Natural-language object grounding data:

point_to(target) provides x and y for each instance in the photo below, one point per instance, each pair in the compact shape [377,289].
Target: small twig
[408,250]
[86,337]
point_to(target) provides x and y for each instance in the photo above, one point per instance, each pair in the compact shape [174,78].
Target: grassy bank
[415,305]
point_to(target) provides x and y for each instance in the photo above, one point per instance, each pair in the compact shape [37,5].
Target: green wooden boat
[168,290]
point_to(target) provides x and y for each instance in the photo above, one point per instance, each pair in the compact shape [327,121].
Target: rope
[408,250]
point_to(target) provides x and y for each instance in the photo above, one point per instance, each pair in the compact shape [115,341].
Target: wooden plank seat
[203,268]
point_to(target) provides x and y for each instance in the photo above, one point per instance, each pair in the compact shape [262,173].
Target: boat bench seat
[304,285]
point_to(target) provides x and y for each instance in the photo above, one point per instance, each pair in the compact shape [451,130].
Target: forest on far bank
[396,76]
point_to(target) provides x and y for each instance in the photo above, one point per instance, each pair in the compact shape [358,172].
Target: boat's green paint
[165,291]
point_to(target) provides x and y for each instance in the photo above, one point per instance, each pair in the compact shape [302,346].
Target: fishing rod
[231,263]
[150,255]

**TASK OBJECTIVE**
Print only the lines running from the one with "compact shape [262,173]." to the final line of the data above, each exactly as it appears.

**ANSWER SPACE**
point_to(target) provides x and y for each instance in the photo above, one point per instance, each pair in the compact shape [262,173].
Target: boat bench seat
[304,285]
point_to(target) provides x and y for each instance in the photo above, one point per instance, each pair in the compact shape [451,130].
Target: forest on far bank
[396,76]
point_to(target) provides x and y for each instance in the photo above, one point per instance, each pair in the compact shape [358,172].
Target: boat's green paint
[165,291]
point_to(target) provides x and y for each instance in the photo above, one point per instance, each pair in the compact shape [302,346].
Target: fishing rod
[231,263]
[150,255]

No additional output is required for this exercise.